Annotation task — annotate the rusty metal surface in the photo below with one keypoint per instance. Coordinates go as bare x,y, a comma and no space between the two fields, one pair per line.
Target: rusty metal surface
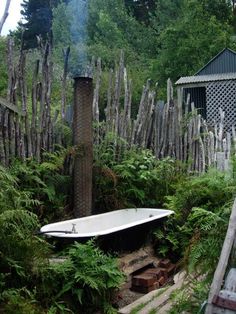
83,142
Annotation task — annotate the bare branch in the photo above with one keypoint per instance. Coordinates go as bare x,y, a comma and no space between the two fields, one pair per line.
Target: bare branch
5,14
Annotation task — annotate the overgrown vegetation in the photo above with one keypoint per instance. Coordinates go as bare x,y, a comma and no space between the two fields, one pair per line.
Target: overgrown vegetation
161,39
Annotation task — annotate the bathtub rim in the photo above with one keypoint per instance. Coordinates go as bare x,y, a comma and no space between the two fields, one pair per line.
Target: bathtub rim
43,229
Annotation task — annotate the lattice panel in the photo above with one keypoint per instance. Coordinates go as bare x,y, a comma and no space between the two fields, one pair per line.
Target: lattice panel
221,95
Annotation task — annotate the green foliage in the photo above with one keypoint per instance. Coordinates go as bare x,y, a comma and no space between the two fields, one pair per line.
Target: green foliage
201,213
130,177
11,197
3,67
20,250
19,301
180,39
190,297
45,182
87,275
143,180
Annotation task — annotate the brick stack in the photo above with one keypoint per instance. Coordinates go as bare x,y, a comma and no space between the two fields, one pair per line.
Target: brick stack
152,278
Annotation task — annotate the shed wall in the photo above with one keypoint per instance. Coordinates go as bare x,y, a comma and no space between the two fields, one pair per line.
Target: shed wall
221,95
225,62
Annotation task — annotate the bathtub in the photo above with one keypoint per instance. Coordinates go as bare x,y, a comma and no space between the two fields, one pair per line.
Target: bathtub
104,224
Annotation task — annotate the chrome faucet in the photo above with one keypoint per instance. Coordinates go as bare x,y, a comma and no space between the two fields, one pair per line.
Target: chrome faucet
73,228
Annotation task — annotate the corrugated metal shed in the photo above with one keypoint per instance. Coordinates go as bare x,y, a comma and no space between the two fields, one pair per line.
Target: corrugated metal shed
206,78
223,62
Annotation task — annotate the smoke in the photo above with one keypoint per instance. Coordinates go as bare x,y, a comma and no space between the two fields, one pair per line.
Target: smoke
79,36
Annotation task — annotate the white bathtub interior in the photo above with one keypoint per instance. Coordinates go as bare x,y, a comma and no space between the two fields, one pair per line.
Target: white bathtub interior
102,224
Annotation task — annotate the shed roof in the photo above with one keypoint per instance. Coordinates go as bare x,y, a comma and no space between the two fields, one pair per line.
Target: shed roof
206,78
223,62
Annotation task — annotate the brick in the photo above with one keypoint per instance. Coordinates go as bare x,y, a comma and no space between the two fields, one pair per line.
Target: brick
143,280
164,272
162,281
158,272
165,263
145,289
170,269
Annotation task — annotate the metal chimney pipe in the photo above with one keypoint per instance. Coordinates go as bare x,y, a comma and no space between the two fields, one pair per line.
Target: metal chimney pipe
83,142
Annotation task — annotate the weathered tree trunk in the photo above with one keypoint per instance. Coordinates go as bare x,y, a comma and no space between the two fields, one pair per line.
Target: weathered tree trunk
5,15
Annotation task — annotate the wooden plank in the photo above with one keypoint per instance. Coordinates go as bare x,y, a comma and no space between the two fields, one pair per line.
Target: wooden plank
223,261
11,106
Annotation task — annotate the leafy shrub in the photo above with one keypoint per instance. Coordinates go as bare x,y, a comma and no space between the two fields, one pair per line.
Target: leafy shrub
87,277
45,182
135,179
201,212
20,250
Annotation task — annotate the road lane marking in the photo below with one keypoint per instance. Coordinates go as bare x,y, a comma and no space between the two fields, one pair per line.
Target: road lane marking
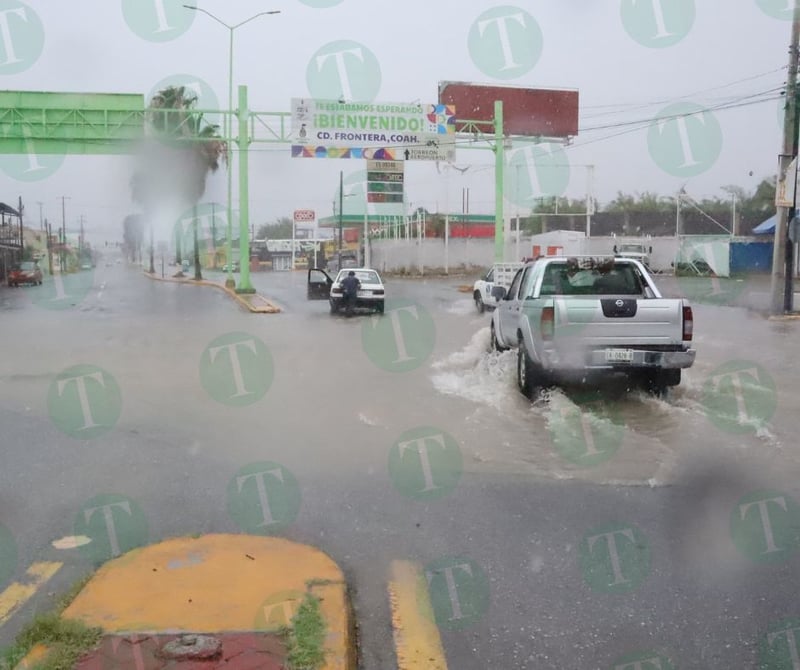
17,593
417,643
··········
§ **Work required**: With the images omitted, return the full material exactly.

§ **Result for this task**:
Annotation task — annotate the rusty metal surface in the photo below with one keypoint per instance. Coordinates go as bare x,y, a comma and no space between the two fields, one pair per line.
Target: rusty metal surface
83,142
Annotation task — annotate the bare branch in the photo above with one keypoint per instance. Coordinates go as bare x,y, a comma and no space between the two fields, one pair per line.
Target: bare branch
5,14
Annotation task — annotate the overgrown vegetation in the photo above with one keypoint per instance. Coordinates go as bare x,y, a comma and no space between the two fields, one pair per line.
Target: overgrown vegetation
161,39
Annotation task — annotate the bathtub rim in the photo above with one keypoint per instance. Coordinates go as bare x,y, a comma and no space between the two fields, one pair per line.
Target: bathtub rim
43,229
Annotation task — annotate the lattice panel in the photo above with one keypoint per instance. Coordinates go as bare x,y, a comma and no space between the two fields, one pair per line.
Target: lattice panel
221,95
Annotation task — annotate the green foliage in the photo above with one keypoint per instance. Coordinates go as bare x,y, a comma and no space between the two fields, one pair per line.
Target: green foliage
201,213
130,177
11,197
3,67
20,250
19,301
180,39
190,297
45,182
87,275
143,180
Annotation task — annotate the brick stack in the photo above with one keypoint per instance. Coordinates go as bare x,y, a comma and no space between the two fields, one pair per line.
Target: brick stack
152,278
Annotation task — annotate the shed wall in the photo above with one keypoint per instance. Coordinates go as bare x,y, a comma and no space between the two fields, one pair per line.
Target: shed wall
221,95
225,62
Annotation task — annotate the bathtub in the photo above with one keypoint per instance. Coordinates go as bare x,y, a comma and no space between the two fields, one pair per line.
Target: bathtub
104,224
Annotation task — annotate the chrome faucet in the photo above with one keypoint per instance. Coordinates go as bare x,y, a comma and no space between the two fields, one pair per line.
Target: chrome faucet
73,228
Annotation task — annotate the corrugated metal shed in the photo above with one keypoint per instance. Coordinates go as bare x,y, a comma and no space between the two fields, one pair per line.
Target: corrugated metal shed
206,78
223,62
Annotation task — annotate the smoke in the photo above with one keypoint per instance. Coordinates go as bare x,y, a comma and no space between the two fields, one pair per line.
Target: smoke
79,36
Annotation task — annotate the white bathtub interior in the photo above with one keypoint per instance. Coordinates go as bare x,y, a comma and no space between the two fields, one pair per line.
Target: white bathtub interior
102,224
Annotation task — annotate the shed roof in the photo above with one keypoint per instance. Coordinates go as bare x,y, a comma and no space between the two fields, one pair per line.
Target: shed roof
206,78
223,62
Annotation task — annotate the brick in the photo above with one keypoint per instance. Coordinates go as bare x,y, a comma and no space between the two fields, one pair per line.
Target: brick
143,280
164,272
162,281
158,272
165,263
145,289
170,269
Annotation task — annotate the metal chimney pipe in the photo above with one keypoint per instance. Coordinates go as bare x,y, a comma and no space between the two fields, one pair per line.
Target: metal chimney pipe
83,142
Annotation task — annotate the weathered tree trunk in the photo above with one keypoint per instance. Coordinates go as bare x,y, a comma and no space between the two fields, one pair per line.
Target: weathered tree trunk
5,15
Annotation task — annotate the wooden plank in the photo above with one keypoint per instance. Coordinates go as bare x,y, a comma and no space between the two fields, one pair per line.
Target: wooden plank
223,261
11,106
Annotation task — annotate the leafy shrub in the photo above with one keypoint per instance. Coordinates go as bare x,y, a comma and no space between the two fields, one pair per line.
Target: leafy shrub
87,277
45,182
135,179
201,212
20,250
Annotation task — annotate the road lane marking in the photo below with one keypoint per instance. Coordinates go as bare x,y, a comma and no space between the two fields, one pair per line.
Target: road lane marking
17,593
417,643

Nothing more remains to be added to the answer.